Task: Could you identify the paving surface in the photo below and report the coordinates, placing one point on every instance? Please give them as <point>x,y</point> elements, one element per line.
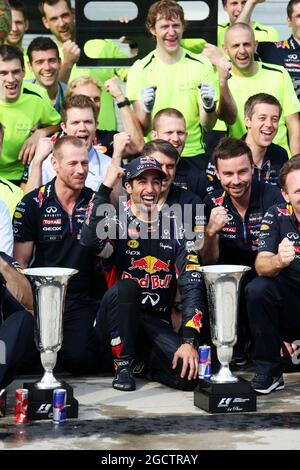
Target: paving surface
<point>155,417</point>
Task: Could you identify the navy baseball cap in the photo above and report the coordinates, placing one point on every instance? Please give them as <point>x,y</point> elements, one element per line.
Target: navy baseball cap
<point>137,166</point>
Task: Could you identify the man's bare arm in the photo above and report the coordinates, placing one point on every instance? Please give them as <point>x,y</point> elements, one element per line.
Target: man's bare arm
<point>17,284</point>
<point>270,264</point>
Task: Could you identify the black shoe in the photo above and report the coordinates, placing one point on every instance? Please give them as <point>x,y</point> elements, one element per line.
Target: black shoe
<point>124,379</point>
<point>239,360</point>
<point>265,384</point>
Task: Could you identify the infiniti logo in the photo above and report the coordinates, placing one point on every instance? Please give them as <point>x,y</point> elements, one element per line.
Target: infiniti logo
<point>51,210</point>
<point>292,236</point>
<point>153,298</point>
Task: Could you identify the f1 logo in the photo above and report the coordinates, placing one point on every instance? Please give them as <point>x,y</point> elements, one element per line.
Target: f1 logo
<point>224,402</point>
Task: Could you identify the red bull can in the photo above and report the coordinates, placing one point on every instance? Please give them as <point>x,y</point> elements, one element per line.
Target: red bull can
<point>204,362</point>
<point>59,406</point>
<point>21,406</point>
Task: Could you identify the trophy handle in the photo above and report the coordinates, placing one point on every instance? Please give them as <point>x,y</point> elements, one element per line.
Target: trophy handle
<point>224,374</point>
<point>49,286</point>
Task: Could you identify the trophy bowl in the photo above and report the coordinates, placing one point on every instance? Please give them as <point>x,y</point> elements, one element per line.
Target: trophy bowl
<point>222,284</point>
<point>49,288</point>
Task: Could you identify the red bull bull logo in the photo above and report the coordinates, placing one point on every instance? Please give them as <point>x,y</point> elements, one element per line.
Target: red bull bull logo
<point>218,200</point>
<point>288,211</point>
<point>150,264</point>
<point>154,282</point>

# Task:
Every record above must be given again exactly; drop the pictures.

# Response for this exercise:
Task: Could you identify the paving surface in the photo below and report the coordinates, placing one point on every instance? Please give them as <point>x,y</point> elements, one element per line.
Target: paving surface
<point>155,417</point>
Task: Could you identify the navy baseball cap in the photo above and report the coordinates, placing one point on every instance? Please give them as <point>x,y</point> elements, one element per line.
Target: navy baseball cap
<point>137,166</point>
Task: Could you identify the man's bare arm in the photo above and report the coordinates, placing one point on every instance? Please give them as <point>x,y</point> elements, one element per line.
Target: man's bare arm
<point>17,284</point>
<point>270,264</point>
Task: Could you identify the black shoe in the photo above and report the coordinates, placing one point on every instance? Please give them as <point>x,y</point> elements, one element per line.
Target: black shoe
<point>124,379</point>
<point>239,360</point>
<point>265,384</point>
Task: Could you identify the infiniti logo in the photo above and report the coordinates, placing one point on every instance? Please give them as <point>x,y</point> elements, one element per line.
Target: infiniti logo
<point>51,210</point>
<point>292,236</point>
<point>153,298</point>
Task: Could you identify the f1 logo in the photo above and report the coordinates, placing one point on every instance? Please give them as <point>x,y</point> elements, one element per line.
Target: f1 logo
<point>224,402</point>
Task: Could you identify the red bull can in the photo above and report the coordinates, placing one point on every instance? Please give them as <point>x,y</point> elements, one element per line.
Target: red bull can
<point>204,362</point>
<point>59,406</point>
<point>21,406</point>
Task: Could you identify the trophy handle in the photo above and report the coordinates, placing one point on every instance? Please give them as <point>x,y</point> elements, one element per line.
Target: trophy handle
<point>224,374</point>
<point>49,286</point>
Task: Could you identify the trophy bowl in the photo above and report the coordinates, placing one point on every instance? Please give them as <point>x,y</point> elements, one element per line.
Target: trophy bowl
<point>222,284</point>
<point>49,288</point>
Task: Could you identify the red bull bull logo in the photo above and report the coordinates, placing one point on every instance? Please give them as <point>x,y</point> elements, one element per line.
Target: red bull bull logo
<point>218,200</point>
<point>288,211</point>
<point>150,264</point>
<point>154,282</point>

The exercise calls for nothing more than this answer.